+++ ARTICLE +++

Compare that with Figure~\ref{fig:zi} (p.~\pageref{fig:zi}),
which shows that the
probability distribution function of the zero-inflated
binomial distribution usually drops toward zero,
then has a spike at zero ($p(0)>p(1)$, $p(1)<p(2)$).

Next I tried the beta-binomial distribution, which allows
for variability in the underlying probabilities per
trial and can be bimodal at $0$ and $N$ for
extreme values of the overdispersion parameter,
and a zero-inflated beta-binomial distribution.

One should really test
the fits of distributions on a small piece
of the data set, or allowing for different parameters
for each combination of factors: variation
among groups can mask the shape of the
underlying distribution.
However, it can be tedious to try
to fit parameters for an unknown distribution
for all combinations of factors simultaneously,
and the exploratory graphical analysis
described above convinced me that the pattern
shown in Figure~\ref{fig:seeddist} holds up
even when the data are disaggregated by
species, distance, date, etc..

+++ RECORD EXCERPTS +++

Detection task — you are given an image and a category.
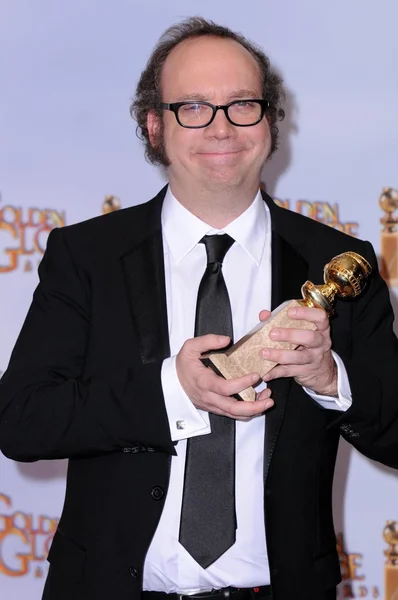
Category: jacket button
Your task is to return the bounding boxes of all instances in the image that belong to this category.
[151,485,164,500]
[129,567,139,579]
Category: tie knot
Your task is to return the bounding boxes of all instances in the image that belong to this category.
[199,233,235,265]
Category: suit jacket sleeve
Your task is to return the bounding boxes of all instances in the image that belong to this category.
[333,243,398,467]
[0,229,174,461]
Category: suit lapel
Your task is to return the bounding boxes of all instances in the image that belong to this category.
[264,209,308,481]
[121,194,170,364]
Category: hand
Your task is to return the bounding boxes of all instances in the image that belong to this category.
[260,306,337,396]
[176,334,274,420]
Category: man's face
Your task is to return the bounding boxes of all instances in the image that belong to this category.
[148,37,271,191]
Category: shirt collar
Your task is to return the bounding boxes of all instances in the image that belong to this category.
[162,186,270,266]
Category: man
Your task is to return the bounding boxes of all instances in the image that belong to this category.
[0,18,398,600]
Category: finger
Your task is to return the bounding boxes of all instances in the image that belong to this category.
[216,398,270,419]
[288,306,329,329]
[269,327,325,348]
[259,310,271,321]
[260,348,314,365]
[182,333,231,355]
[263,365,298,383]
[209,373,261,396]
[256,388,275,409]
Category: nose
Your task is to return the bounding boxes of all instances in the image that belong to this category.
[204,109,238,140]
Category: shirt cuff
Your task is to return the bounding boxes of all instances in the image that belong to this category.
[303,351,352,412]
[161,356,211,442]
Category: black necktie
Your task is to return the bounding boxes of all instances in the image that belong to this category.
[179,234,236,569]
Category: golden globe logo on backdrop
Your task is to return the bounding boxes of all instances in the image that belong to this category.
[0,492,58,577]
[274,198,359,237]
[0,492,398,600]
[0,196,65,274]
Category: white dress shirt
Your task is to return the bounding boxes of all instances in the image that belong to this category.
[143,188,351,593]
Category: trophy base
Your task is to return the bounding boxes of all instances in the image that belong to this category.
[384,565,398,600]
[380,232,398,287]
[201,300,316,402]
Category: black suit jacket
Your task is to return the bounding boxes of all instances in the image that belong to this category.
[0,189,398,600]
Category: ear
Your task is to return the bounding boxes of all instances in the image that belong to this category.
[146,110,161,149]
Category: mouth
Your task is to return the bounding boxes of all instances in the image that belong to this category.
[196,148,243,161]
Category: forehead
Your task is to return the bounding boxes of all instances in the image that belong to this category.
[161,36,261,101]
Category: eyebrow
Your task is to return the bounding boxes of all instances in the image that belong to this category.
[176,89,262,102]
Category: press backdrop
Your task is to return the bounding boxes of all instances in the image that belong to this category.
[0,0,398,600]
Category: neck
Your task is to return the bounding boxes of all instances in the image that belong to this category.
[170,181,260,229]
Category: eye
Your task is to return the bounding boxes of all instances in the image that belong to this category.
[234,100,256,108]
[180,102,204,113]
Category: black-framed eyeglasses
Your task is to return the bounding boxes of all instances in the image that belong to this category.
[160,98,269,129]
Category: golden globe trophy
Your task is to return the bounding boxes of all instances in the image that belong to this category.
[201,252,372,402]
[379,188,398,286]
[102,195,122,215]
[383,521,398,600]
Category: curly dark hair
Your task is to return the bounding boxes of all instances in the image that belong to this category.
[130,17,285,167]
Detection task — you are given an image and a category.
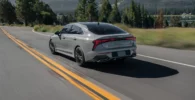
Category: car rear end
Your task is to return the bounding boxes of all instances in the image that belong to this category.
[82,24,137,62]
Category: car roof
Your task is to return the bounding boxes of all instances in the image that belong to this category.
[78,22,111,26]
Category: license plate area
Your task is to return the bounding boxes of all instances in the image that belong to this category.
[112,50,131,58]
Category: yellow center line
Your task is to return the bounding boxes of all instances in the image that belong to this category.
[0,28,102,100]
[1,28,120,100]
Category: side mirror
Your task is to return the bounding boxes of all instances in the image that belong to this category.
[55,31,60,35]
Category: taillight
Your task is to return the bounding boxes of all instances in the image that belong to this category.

+++

_TASK INSTRUCTIONS:_
**A)** According to the excerpt on distribution fitting, what does the beta-binomial distribution allow for?
**B)** Print the portion of the excerpt on distribution fitting between "Next I tried" and "zero-inflated beta-binomial distribution.", inclusive.

_LIST OF SOLUTIONS:_
**A)** It allows for variability in the underlying probabilities per trial.

**B)**
Next I tried the beta-binomial distribution, which allows
for variability in the underlying probabilities per
trial and can be bimodal at $0$ and $N$ for
extreme values of the overdispersion parameter,
and a zero-inflated beta-binomial distribution.